__Supplied text__
Friday, May 16, 2014

What it's like...

Life is full of difficult situations.  I realize that in comparison to losing my first child, most other issues seem to pale in comparison.  I don't get as upset about the little things any more because I have been through the worst possible thing I can imagine.  I also realize that if a person has never gone through this tragedy they are not going to fully understand what it is to go through it.  I hope that people who never have gone through it never will.  That being said, I also wish people would learn to think before they speak.

I am not asking people to walk around on eggshells for me.  I am not even asking people to remember what I have gone through and think about it before they say things to me.
I wish they would because it would be nice, but that isn't my biggest issue.  The thing that makes me insane is when people compare things that are happening in their lives to losing a child.  If you have never lost a child it is not something you want to know and it is not something that should be taken lightly.  I have heard people in this week compare losing a child to the following: losing a car, losing a pet, losing connection to a friend (the person was still living, just out of touch).  There were other things as well but to avoid rambling I'll stop there.  Losing a child is nothing like those things.  I get that these things are sad.  I have pets.  If one were to pass, it would be sad.  It is NOTHING like losing a child.  Having been through both I can say this without a doubt.

__Information provided__
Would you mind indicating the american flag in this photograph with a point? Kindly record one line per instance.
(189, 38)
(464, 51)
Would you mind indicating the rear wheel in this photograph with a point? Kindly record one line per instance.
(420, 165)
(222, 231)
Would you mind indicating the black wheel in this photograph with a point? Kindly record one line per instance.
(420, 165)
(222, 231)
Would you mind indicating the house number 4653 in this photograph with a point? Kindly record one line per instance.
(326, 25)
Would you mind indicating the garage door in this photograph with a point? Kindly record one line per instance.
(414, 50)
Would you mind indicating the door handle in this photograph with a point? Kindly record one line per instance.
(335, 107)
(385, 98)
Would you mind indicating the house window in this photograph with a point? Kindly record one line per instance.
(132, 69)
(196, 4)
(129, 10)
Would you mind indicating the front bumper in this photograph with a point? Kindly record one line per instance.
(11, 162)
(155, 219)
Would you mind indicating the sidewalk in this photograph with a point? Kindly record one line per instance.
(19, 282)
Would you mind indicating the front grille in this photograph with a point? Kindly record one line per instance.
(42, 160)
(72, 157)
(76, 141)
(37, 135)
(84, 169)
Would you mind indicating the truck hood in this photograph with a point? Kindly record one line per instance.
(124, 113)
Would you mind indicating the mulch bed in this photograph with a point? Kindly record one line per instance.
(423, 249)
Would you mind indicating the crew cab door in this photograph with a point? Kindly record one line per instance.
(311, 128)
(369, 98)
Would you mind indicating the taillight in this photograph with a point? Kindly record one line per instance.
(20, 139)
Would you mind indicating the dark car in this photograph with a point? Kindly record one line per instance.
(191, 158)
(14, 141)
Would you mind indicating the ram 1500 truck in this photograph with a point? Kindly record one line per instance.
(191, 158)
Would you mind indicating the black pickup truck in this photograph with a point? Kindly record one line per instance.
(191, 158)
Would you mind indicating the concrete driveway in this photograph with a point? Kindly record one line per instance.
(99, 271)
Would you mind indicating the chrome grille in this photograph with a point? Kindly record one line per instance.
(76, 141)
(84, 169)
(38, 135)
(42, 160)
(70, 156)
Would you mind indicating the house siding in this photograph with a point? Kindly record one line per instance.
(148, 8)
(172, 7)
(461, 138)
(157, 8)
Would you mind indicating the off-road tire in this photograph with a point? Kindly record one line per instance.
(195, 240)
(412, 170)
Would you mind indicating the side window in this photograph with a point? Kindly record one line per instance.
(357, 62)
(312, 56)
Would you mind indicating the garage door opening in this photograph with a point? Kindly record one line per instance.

__What is being asked__
Continue the blog post about losing a child, starting after its last sentence.

__Result of the exercise__
I think the thing that bothers me is that people use this comparison so lightly.  They say it like they understand and like it is not a big deal to have dealt with this.  I have never had cancer.  Because of this fact, I would never say, "This current ailment I have is like having cancer."  It would be silly to say that and if I did, people would think it was rude to say this as it is offensive to those who are suffering from it.  Hearing people bring up these comparisons just acts as a reminder to my pain and makes me feel like people really have no idea what it is to have gone through this.